• _GOAL 1_: Condense the paragraph of the Heart of Fire film passage that begins "Heart of Fire received generally positive reviews" into a short bulleted list that keeps its main facts.
• _GOAL 2_: Turn the data entries from the line with "--target door handle" to the line with "POLYGON ((89 90, 87" into a numbered list, omitting any blank lines.

• _PROVIDED PASSAGE_:
○ ○ ○ ○ ○ ○ ○
Heart of Fire (also known by its original German name, Feuerherz) is a 2009 German docudrama directed by Luigi Falorni.[1] The film was inspired by the best selling book of German singer Senait Ghebrehiwet Mehari of the same name. The film was released on September 25 (Germany) and October 10 (United Kingdom, Italy, Eritrea).

Plot[edit]

Awet (Letekidan Micael) is born the daughter of an Eritrean man and an Ethiopian woman - a bad combination in 1974, in the middle of a long liberation war between the two peoples. Asmara is under Ethiopian occupation, and Awet's father takes to the woods with the Eritrean freedom fighters. Left alone and needy, Awet's mother attempts to kill her, locking it away in a suitcase. Awet survives and is taken to a Catholic orphanage ran by Italian and Eritrean nuns. It is during her time in the orphanage that Awet begins to first perceive the injustice all around her, and gradually learns to stand up for her beliefs. Six years later, her father - whom she believed lost - takes her away to live with his new family. But Awet is not welcome; her father torments her and finally gives her and her elder stepsister to the “Morning Stars” - a children's unit within one of Eritrea's liberation armies, the Eritrean Liberation Front, also known as Jebha.

It's here that Awet finds a new family and a mother substitute in the commander Ma'aza: a beautiful and charismatic young woman who has made her way to one of the leading positions, typically occupied by men. Awet falls for her, and tries anything to catch her attention and win her favour. She endures paramilitary training and the harshness of guerrilla life in the dry Eritrean desert, waiting for the moment she’ll fight at the commander’s side. But then Awet encounters the first dead bodies: enemies and comrades lying side by side. In her eyes, the dead friends and foes all look shockingly alike - children like her. So when Ma'aza gives her the long-desired Kalashnikov, Awet shirks the drill and pretends to shoot, but with an empty magazine; she even buries her gun. She gets punished, mocked as a coward and isolated. But her refusal to kill and her naïve questioning set a troublesome precedent - a challenge to Ma'aza’s authority.

Meanwhile losses to the enemy - the Eritrean People's Liberation Front or Shabia - increase and the enemy tightens the circle. A few of Awet’s comrades are caught while fleeing and are killed at Ma'aza’s command. In a final clash with the enemy, the commander calls her fighters to the last sacrifice. But Awet takes control of her destiny this time. She confronts Ma'aza and finally leaves her former idol to her fate. While the troops are breaking apart, Awet is able to save herself and her stepsister - hiding in an abandoned suitcase.

Cast[edit]

Reception[edit]

Heart of Fire received generally positive reviews; on Rotten Tomatoes, the film holds an 83% 'fresh' rating, with the consensus "beautifully shot and emotionally engaging".[2] It was nominated for the International Film Critics Award at the 2010 Los Angeles International Film Festival. However, the film has caused a lot of controversy and has come in for considerable criticism as to accuracy. The Eritrean government has attacked the film producers and author Senait Mehari, denying that there were child soldiers involved during the war for independence.
○ ○ ○ ○ ○ ○ ○
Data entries
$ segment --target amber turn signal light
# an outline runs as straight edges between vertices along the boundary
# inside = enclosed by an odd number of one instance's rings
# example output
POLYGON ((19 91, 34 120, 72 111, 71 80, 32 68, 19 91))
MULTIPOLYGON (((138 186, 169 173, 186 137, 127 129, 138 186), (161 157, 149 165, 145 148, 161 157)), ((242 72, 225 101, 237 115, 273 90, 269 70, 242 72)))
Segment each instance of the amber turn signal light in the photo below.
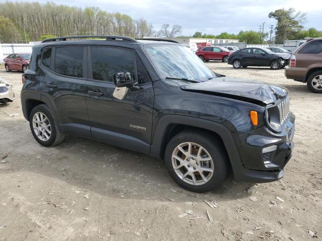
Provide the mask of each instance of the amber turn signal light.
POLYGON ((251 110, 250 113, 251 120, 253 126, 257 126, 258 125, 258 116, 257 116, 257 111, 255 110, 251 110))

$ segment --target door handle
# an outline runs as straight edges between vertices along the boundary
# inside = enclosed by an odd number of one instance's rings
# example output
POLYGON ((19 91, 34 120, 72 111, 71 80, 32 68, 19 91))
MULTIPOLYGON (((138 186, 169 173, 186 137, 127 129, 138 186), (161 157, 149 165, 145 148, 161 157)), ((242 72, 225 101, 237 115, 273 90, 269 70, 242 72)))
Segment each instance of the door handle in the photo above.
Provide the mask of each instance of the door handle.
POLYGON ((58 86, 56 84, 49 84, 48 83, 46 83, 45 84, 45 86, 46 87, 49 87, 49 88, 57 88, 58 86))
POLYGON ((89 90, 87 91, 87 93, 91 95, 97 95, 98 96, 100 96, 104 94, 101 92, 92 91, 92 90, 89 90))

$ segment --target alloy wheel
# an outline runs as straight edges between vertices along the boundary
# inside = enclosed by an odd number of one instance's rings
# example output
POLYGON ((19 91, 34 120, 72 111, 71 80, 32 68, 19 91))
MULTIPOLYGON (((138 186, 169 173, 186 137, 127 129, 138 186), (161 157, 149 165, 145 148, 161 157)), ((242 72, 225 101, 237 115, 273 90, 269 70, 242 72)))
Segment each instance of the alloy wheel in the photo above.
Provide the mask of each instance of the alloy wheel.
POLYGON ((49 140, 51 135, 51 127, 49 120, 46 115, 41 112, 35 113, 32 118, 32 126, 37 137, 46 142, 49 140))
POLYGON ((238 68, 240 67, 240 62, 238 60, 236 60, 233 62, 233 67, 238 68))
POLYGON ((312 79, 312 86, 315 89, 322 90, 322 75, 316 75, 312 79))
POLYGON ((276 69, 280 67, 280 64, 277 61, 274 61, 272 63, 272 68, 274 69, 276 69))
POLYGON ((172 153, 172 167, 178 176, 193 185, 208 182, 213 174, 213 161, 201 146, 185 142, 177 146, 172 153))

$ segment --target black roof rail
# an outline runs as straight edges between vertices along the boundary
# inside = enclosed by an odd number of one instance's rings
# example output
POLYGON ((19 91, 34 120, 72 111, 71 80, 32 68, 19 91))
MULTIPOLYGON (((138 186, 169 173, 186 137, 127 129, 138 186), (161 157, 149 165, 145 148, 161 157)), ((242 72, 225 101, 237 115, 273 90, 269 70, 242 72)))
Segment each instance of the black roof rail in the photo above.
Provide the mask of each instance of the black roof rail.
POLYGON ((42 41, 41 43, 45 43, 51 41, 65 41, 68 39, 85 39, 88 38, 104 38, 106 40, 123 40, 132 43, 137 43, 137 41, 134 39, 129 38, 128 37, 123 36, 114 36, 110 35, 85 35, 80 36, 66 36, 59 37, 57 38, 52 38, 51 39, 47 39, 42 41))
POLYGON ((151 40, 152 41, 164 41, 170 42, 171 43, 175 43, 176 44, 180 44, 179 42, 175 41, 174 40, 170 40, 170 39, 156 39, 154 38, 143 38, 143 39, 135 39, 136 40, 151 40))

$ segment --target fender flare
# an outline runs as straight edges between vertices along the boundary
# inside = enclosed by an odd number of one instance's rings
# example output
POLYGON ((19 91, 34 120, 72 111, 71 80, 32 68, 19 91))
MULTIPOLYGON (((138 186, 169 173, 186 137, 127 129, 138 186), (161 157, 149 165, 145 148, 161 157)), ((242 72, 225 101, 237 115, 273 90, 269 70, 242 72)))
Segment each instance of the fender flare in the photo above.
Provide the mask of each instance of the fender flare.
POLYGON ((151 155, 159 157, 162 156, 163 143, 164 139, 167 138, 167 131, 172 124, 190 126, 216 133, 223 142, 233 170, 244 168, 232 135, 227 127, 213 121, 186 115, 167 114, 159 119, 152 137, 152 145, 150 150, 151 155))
○ ○ ○ ○ ○ ○ ○
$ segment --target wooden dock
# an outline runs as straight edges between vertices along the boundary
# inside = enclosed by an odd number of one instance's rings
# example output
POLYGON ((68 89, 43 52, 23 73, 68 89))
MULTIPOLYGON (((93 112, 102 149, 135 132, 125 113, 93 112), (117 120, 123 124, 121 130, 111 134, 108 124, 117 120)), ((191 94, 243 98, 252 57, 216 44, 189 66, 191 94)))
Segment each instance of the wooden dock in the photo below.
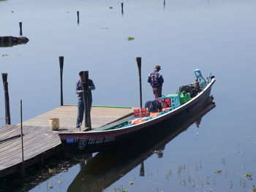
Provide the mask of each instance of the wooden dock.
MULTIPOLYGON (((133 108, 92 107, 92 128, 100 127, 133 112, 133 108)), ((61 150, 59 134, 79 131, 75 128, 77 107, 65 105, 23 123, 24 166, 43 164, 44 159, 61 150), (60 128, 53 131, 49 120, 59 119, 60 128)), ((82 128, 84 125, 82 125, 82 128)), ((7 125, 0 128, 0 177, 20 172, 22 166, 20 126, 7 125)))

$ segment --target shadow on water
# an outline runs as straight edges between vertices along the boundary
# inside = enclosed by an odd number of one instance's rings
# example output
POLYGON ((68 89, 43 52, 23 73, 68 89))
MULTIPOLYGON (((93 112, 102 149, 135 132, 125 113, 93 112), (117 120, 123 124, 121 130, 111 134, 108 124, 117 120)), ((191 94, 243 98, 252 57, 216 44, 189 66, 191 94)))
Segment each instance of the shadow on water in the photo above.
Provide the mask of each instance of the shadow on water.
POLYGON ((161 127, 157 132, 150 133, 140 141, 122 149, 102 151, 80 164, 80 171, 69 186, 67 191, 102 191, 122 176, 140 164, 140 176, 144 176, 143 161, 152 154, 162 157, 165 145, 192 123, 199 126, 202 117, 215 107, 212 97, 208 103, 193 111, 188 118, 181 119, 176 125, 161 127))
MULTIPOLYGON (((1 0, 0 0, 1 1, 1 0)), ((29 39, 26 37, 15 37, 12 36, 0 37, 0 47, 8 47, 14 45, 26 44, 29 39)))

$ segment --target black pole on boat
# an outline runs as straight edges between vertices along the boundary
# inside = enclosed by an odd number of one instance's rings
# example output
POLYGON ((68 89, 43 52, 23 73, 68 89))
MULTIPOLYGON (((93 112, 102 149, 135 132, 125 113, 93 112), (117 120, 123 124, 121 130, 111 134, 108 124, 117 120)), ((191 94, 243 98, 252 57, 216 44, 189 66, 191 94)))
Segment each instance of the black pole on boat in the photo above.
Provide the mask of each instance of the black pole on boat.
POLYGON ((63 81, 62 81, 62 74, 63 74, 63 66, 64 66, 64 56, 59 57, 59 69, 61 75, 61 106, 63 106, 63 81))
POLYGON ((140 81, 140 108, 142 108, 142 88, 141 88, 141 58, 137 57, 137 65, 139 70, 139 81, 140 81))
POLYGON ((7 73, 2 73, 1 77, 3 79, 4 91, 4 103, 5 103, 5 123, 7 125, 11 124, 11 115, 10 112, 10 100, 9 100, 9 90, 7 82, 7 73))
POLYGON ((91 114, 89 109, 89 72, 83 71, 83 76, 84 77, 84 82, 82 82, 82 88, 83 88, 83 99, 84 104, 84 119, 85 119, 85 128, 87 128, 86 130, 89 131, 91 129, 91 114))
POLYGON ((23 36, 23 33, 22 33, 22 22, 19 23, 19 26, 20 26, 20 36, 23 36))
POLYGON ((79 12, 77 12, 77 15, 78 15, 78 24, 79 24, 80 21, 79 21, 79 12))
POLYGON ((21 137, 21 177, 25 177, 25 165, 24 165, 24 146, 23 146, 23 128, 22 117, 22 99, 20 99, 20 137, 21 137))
○ ○ ○ ○ ○ ○ ○
• _WORKED ANSWER 1_:
- Heart of Fire received generally positive reviews and holds an 83% "fresh" rating on Rotten Tomatoes, with the consensus "beautifully shot and emotionally engaging."
- It was nominated for the International Film Critics Award at the 2010 Los Angeles International Film Festival.
- The film caused a lot of controversy and drew considerable criticism over its accuracy.
- The Eritrean government attacked the film producers and author Senait Mehari, denying that child soldiers were involved in the war for independence.

• _WORKED ANSWER 2_:
1. $ segment --target door handle
2. # an outline runs as straight edges between vertices along the boundary
3. # inside = enclosed by an odd number of one instance's rings
4. # example output
5. POLYGON ((19 91, 34 120, 72 111, 71 80, 32 68, 19 91))
6. MULTIPOLYGON (((138 186, 169 173, 186 137, 127 129, 138 186), (161 157, 149 165, 145 148, 161 157)), ((242 72, 225 101, 237 115, 273 90, 269 70, 242 72)))
7. Segment each instance of the door handle in the photo above.
8. Provide the mask of each instance of the door handle.
9. POLYGON ((58 86, 56 84, 49 84, 48 83, 46 83, 45 84, 45 86, 46 87, 49 87, 49 88, 57 88, 58 86))
10. POLYGON ((89 90, 87 91, 87 93, 91 95, 97 95, 98 96, 100 96, 104 94, 101 92, 92 91, 92 90, 89 90))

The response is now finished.